[Exercise requirements]: All of the entries need to be repeated exactly. Leave nothing out.
Given records below:
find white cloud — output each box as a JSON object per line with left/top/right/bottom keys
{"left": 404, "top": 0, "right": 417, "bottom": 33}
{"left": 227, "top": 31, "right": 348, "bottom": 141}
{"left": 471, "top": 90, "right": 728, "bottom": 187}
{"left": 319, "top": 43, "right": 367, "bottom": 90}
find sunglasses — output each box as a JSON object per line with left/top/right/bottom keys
End of Given records.
[Answer section]:
find white cloud — output each box as a JSON object per line with left/top/right/bottom keys
{"left": 404, "top": 0, "right": 417, "bottom": 33}
{"left": 227, "top": 31, "right": 348, "bottom": 141}
{"left": 471, "top": 90, "right": 728, "bottom": 187}
{"left": 319, "top": 43, "right": 367, "bottom": 90}
find sunglasses — output each box as a JSON object per line with left/top/right/bottom keys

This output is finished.